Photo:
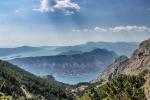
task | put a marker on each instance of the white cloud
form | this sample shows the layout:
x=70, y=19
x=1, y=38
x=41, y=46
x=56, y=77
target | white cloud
x=67, y=6
x=44, y=7
x=116, y=29
x=129, y=29
x=100, y=29
x=17, y=11
x=67, y=13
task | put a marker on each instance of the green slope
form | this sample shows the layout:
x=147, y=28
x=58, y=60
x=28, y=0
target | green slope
x=18, y=83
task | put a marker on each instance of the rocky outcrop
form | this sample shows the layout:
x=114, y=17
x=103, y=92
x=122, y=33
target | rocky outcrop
x=139, y=61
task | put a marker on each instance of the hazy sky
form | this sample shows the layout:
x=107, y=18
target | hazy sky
x=69, y=22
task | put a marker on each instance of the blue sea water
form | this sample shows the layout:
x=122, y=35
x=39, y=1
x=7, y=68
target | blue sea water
x=77, y=79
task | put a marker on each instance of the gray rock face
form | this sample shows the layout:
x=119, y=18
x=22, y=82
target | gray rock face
x=139, y=61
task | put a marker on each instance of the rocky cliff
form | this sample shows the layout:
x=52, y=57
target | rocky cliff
x=139, y=61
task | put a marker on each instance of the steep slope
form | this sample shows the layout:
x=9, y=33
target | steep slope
x=18, y=83
x=76, y=64
x=139, y=61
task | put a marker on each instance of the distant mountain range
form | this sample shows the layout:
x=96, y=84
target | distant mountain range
x=121, y=48
x=76, y=64
x=9, y=51
x=125, y=79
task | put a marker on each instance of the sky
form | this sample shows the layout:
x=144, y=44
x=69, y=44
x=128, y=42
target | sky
x=70, y=22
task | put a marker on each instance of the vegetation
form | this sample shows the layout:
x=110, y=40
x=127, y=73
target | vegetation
x=120, y=88
x=17, y=83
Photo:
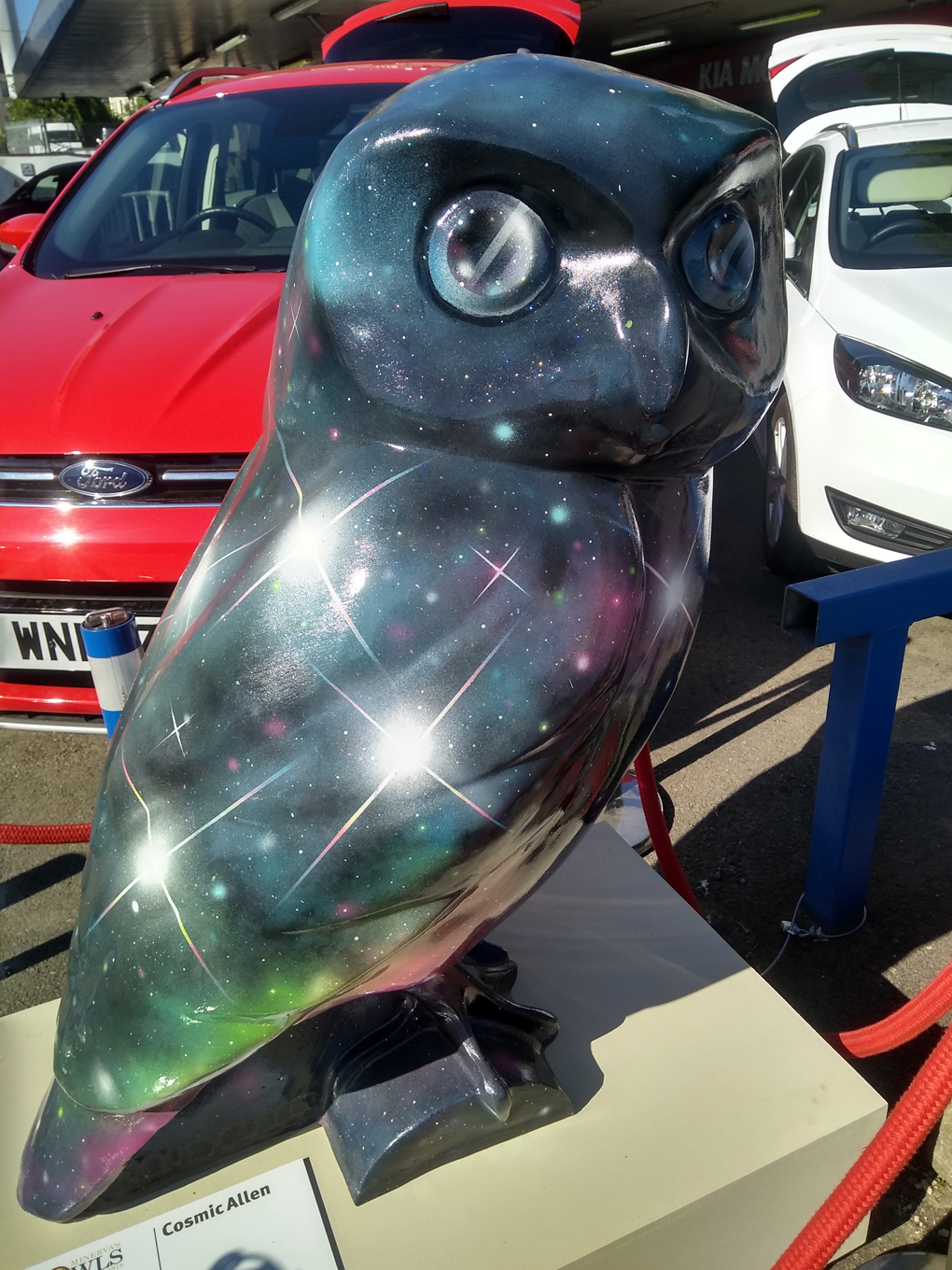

──────────────────────────────

### [Challenge]
Filter the records above, keeping each line that contains the word "rocky" and dropping all others. Matching is case-sensitive.

### [Task answer]
task | put a marker on each instance of the rocky outcrop
target | rocky outcrop
task | put a marker on each instance of the rocky cliff
target | rocky cliff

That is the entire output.